- **Instruction**
Please extract every line of the data below and reproduce each one verbatim, in the same order.

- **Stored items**
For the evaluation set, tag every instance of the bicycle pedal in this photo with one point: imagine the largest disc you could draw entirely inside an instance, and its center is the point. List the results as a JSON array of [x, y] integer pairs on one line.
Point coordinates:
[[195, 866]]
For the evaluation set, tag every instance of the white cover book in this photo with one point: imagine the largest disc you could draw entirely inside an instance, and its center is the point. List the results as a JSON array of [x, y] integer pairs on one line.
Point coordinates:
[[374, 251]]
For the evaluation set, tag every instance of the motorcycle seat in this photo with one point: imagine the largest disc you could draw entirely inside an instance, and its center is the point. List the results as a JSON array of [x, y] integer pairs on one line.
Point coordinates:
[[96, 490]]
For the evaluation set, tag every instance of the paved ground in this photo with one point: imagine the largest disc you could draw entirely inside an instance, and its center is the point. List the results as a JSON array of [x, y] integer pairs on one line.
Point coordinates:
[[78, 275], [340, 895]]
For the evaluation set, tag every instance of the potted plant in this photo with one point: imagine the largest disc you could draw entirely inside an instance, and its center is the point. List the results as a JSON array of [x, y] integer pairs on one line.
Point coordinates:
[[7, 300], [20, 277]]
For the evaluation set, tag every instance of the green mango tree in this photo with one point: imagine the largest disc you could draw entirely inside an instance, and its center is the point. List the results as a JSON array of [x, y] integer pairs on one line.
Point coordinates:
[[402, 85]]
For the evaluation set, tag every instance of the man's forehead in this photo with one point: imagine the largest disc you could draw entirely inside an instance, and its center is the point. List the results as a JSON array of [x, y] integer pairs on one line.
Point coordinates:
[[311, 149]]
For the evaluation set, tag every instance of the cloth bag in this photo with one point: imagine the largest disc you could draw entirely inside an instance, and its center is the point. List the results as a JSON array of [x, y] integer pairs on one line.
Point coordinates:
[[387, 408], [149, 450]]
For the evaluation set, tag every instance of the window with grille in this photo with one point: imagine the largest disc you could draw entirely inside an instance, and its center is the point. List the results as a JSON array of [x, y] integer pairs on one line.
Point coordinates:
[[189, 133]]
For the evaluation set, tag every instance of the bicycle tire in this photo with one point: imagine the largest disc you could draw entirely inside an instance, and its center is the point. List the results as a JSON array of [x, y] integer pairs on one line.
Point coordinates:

- **In response**
For the evaluation set, tag every instance of the bicycle pedal in this photo with one point: imagine the largest disc you could draw entirely inside an instance, and its center is the point. List the results as a JSON array of [x, y] integer pairs on one line.
Point coordinates:
[[195, 866]]
For the evaluation set, tag every instance of the white cover book in this photo with one point: imagine the largest disc you could draw entirely inside an instance, and its center is the point. List the results as a JSON array of [x, y] integer pairs on one line.
Point coordinates:
[[374, 251]]
For the evaluation set, tag every instance of the motorcycle seat in this photo with one point: imagine the largest disc you could draw entirely inside an instance, and its center is the point. List the results as a JSON array of [x, y] integer pairs on one line.
Point coordinates:
[[96, 490]]
For the evaluation set, tag every instance of the paved ground in this photo with one point: imagine the largest disc you could draw entirely inside an instance, and its center is the point. List the results as a JSON array of [x, y] integer pairs on one line.
Point coordinates:
[[78, 275], [340, 895]]
For the evaluation set, tag every instance of the potted plant in this photo with one point: imagine the largest disc you could draw entirely inside an instance, and its center is the point. List the results as a JSON array of [x, y] integer pairs on one line.
Point coordinates:
[[7, 300], [20, 277]]
For the evaluation set, tag every instance of the green mango tree in this photo with one point: imagine the largest disc you could draw entirely inside an instance, and its center is the point. List the results as a JSON array of [x, y] integer pairs on one line.
Point coordinates:
[[402, 85]]
For the evaluation set, tag every instance of the man's forehead in this photo with one point: imagine the largest disc you could draw entirely inside an instance, and its center is the point. List the results as a JSON array of [x, y] integer pairs on one line.
Point coordinates:
[[311, 149]]
For the evaluation set, tag every instance of the cloth bag in this photo with one point: imagine the largest disc you could draw entirely inside an instance, and its center is the point. List the results as a JSON array of [x, y] integer pairs on one line.
Point coordinates:
[[387, 408], [149, 450]]
For the evaluation set, tag every instance of the window with grille in this photo with one point: imagine the largest disc you could draw entirely inside an instance, and its center is the point. List the results as a JSON array of [x, y] integer pairs on one line.
Point coordinates:
[[189, 133]]
For the evaluation set, tag every instance of the bicycle tire in this photo with one point: imagine the largest disc you could draw entirely inside an instance, and its center is the point. List the results as a JSON array of [x, y] integer pairs on one line.
Point coordinates:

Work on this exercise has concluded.